*Task directions*:
Start with the line containing "like [(676, 538)]." and write out each line through the end of the listing, exactly as given.

(Stored data)
#####
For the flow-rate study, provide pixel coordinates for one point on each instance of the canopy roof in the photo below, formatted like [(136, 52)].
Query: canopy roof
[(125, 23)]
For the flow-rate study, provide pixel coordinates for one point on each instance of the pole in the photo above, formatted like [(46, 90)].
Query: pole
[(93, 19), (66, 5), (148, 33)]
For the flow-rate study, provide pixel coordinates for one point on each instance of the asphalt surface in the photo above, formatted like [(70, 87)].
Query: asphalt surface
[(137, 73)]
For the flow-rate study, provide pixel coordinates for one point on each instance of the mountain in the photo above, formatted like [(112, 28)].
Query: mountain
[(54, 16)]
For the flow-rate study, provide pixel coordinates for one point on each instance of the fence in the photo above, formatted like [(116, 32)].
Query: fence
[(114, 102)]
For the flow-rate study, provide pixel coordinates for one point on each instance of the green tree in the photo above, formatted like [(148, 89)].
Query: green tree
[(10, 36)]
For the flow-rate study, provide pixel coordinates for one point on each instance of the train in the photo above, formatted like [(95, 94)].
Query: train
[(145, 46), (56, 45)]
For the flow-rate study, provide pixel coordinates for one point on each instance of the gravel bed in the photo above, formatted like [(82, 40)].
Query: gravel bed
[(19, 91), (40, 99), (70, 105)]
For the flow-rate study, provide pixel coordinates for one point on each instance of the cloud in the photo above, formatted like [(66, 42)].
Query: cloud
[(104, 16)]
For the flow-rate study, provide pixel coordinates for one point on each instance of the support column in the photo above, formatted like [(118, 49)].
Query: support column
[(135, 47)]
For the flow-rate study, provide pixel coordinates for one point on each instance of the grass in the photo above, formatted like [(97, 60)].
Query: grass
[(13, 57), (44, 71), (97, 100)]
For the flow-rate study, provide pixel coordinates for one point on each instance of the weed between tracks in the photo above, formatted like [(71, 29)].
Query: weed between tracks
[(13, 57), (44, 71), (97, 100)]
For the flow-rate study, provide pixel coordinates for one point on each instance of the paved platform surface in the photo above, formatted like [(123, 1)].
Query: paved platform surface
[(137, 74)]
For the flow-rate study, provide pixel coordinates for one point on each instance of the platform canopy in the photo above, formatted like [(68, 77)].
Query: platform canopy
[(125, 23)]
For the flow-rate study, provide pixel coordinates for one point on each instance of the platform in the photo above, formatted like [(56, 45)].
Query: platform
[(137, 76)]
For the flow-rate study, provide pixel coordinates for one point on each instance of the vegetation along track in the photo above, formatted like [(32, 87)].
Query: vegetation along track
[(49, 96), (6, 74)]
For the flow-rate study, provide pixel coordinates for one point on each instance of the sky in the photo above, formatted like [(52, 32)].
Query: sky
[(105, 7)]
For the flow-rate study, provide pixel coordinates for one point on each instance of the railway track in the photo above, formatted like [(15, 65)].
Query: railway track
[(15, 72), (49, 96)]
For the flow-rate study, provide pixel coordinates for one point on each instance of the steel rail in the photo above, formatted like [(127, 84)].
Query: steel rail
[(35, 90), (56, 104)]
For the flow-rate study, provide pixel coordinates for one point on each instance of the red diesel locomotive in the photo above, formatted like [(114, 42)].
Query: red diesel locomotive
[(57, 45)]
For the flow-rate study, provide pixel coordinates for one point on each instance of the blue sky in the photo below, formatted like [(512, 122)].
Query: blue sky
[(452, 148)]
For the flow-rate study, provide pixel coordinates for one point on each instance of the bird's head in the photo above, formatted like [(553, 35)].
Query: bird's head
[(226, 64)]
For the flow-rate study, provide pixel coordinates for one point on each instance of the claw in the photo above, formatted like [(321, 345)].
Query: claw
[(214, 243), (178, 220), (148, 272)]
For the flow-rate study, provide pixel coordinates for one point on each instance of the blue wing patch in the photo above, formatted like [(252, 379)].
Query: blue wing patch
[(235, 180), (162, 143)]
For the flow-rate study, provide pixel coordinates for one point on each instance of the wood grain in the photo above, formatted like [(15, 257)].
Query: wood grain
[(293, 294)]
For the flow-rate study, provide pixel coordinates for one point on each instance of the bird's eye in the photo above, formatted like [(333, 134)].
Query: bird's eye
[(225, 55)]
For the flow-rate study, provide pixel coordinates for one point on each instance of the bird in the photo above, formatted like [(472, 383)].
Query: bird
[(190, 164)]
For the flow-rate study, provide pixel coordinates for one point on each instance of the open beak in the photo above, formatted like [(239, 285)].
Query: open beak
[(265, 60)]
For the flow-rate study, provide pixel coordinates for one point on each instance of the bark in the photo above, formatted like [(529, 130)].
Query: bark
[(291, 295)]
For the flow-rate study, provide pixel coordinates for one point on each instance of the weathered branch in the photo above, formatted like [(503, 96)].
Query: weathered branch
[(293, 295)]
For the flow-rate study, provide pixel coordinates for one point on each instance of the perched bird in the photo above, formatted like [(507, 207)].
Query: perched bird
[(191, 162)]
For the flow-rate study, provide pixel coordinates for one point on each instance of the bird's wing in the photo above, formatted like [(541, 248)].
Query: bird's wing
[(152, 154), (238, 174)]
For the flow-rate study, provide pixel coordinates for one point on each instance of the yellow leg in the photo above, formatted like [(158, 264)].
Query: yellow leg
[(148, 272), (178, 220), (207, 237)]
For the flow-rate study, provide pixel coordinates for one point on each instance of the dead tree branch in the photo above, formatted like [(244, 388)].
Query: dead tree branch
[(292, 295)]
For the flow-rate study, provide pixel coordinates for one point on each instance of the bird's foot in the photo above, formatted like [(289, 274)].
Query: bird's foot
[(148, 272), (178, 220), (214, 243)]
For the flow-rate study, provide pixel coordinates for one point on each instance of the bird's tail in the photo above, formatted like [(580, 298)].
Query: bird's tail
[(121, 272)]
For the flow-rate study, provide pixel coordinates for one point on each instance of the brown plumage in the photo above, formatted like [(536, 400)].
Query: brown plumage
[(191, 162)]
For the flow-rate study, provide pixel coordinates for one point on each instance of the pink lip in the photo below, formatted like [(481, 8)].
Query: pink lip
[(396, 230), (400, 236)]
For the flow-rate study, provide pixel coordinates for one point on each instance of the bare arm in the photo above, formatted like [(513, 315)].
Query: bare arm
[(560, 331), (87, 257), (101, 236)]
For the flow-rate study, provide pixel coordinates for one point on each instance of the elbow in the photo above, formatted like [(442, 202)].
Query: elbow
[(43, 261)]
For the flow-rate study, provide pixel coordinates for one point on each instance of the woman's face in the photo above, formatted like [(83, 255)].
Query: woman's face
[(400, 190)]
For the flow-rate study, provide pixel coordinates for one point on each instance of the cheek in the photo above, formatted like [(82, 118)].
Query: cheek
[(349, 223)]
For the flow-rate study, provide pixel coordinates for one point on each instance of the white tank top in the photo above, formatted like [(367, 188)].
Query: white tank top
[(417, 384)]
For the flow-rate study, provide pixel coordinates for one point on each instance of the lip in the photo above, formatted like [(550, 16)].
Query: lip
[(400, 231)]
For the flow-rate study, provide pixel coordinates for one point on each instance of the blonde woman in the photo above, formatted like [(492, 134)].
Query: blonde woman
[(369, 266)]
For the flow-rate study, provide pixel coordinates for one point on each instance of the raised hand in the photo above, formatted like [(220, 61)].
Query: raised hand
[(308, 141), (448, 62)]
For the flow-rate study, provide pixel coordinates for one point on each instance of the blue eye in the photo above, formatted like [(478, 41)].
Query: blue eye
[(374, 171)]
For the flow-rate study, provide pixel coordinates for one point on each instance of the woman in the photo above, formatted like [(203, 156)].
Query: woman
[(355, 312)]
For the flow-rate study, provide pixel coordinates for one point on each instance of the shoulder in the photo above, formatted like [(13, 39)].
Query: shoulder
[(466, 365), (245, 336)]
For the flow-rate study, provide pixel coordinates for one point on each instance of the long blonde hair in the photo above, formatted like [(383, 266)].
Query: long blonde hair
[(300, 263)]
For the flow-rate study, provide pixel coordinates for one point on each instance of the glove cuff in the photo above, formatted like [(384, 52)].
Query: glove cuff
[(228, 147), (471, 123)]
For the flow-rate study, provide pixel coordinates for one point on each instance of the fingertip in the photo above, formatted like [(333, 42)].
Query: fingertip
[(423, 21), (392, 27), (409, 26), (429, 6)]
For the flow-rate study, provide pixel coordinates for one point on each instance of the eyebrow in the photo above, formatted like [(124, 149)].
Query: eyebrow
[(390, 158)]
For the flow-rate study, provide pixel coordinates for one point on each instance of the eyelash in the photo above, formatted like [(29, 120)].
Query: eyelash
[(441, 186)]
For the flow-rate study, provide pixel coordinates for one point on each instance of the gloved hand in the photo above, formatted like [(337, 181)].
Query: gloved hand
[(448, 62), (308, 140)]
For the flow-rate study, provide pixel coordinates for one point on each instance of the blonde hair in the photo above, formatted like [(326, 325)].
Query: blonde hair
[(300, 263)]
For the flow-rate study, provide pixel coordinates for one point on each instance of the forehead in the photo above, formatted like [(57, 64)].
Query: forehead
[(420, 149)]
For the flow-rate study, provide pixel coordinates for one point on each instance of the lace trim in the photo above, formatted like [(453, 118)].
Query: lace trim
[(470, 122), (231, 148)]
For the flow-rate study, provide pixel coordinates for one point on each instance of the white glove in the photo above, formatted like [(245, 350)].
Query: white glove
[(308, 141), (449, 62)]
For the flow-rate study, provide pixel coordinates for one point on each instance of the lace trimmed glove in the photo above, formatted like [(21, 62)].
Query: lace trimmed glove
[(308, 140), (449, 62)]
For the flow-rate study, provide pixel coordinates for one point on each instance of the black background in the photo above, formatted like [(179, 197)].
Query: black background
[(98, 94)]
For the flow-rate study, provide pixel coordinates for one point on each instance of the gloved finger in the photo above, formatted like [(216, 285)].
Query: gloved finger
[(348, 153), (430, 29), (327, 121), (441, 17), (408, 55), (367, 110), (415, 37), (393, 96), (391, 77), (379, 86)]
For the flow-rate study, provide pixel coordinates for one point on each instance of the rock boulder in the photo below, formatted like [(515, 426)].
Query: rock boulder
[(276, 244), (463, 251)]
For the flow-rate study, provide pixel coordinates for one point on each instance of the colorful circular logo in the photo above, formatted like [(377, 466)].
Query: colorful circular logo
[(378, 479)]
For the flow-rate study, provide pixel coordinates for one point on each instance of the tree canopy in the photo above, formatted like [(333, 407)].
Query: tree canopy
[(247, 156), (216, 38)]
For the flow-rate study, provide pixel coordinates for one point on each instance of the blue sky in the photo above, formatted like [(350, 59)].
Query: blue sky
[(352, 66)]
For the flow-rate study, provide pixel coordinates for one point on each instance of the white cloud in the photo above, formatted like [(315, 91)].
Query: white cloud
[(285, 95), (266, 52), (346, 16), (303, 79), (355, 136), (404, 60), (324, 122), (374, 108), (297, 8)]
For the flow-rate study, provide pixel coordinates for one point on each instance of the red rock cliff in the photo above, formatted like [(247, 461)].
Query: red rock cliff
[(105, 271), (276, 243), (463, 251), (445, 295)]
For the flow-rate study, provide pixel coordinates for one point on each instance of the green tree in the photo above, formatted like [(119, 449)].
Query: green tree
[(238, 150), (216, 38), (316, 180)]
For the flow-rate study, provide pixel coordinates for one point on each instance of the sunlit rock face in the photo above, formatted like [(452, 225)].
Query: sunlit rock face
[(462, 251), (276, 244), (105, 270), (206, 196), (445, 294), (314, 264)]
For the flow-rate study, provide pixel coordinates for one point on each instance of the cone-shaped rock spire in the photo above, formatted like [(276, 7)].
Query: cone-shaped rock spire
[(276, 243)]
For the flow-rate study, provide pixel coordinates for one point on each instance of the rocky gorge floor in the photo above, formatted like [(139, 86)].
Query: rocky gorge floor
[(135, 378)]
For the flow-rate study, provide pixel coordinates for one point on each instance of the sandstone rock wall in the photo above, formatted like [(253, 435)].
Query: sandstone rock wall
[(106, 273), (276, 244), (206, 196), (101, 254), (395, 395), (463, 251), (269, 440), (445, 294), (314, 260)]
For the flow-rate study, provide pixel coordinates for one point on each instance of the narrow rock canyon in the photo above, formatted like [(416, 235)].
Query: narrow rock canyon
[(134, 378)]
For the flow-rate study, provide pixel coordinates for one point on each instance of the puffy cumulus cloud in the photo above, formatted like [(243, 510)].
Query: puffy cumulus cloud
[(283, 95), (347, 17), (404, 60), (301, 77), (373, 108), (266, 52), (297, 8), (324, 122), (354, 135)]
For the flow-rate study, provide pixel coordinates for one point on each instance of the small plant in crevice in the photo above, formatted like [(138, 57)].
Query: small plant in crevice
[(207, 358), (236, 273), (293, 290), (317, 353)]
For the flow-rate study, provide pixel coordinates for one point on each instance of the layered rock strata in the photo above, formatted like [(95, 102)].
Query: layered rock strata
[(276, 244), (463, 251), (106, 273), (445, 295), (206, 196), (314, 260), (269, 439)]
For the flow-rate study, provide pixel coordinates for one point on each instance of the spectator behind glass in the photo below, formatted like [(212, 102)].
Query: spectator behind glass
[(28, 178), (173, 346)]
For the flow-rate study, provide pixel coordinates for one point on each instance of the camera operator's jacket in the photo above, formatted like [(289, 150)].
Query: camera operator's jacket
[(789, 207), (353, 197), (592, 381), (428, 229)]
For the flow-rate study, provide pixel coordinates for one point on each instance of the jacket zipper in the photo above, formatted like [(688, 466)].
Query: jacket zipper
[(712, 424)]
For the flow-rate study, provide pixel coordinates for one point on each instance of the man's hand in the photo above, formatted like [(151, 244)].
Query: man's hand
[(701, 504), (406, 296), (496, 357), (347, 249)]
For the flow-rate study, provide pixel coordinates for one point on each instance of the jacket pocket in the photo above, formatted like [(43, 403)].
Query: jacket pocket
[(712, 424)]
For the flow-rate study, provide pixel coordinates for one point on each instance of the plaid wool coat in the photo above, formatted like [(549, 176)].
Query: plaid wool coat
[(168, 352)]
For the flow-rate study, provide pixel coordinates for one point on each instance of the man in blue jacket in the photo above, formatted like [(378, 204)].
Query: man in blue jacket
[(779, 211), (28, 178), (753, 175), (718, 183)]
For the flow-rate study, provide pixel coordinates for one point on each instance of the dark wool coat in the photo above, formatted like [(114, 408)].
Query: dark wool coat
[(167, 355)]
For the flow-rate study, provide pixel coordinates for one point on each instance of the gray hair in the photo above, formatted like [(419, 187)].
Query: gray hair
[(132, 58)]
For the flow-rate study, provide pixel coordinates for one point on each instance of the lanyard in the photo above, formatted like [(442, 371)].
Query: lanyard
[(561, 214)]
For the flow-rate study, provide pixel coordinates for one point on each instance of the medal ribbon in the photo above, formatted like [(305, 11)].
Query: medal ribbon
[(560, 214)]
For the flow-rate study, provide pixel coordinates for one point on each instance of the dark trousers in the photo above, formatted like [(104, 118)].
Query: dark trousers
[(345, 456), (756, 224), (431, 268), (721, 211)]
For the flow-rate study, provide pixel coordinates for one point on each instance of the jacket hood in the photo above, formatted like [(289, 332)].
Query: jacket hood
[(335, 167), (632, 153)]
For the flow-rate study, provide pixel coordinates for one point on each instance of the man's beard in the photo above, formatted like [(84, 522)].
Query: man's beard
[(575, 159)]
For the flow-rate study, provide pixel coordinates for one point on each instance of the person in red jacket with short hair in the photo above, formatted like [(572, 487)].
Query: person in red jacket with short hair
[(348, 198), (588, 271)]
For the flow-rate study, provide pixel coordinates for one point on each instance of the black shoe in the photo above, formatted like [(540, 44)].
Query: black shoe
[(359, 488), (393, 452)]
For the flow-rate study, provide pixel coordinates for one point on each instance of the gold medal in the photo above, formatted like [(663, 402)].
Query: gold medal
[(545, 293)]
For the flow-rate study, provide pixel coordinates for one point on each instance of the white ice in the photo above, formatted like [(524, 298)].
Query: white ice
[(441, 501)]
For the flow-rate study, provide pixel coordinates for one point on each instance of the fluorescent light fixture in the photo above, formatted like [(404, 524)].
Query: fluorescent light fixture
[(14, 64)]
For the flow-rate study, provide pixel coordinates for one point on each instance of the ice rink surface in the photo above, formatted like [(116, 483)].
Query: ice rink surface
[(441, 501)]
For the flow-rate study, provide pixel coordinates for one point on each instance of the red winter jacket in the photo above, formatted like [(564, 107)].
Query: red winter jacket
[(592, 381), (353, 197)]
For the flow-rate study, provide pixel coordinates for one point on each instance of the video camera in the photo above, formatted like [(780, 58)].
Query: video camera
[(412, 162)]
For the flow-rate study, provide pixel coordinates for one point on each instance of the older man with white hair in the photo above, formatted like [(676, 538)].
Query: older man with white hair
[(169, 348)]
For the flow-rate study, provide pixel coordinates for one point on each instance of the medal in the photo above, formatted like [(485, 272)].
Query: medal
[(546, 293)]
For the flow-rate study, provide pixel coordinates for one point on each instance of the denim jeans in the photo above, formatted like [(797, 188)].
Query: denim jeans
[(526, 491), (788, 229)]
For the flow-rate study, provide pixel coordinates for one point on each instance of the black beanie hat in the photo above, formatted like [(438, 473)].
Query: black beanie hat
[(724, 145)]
#####
*Correct result*:
For the flow-rate study, provide pixel coordinates for one point on each instance of the older man with white hair in the photo above, formatted like [(676, 538)].
Query: older man with white hair
[(169, 348)]
For the flow-rate study, provide pixel coordinates for one point on each instance of the medal in the photo above, formatted like [(485, 272)].
Query: medal
[(546, 293)]
For the flow-rate study, provide pixel coordinates for one point on each instance of the denim jeans in the photo above, formatted like [(797, 188)].
Query: denim jeans
[(526, 491), (788, 229)]
For the flow-rate study, provide pixel coordinates for one point on each instance of the black beanie hat in the photo above, formatted like [(438, 473)].
Query: black beanie hat
[(724, 145)]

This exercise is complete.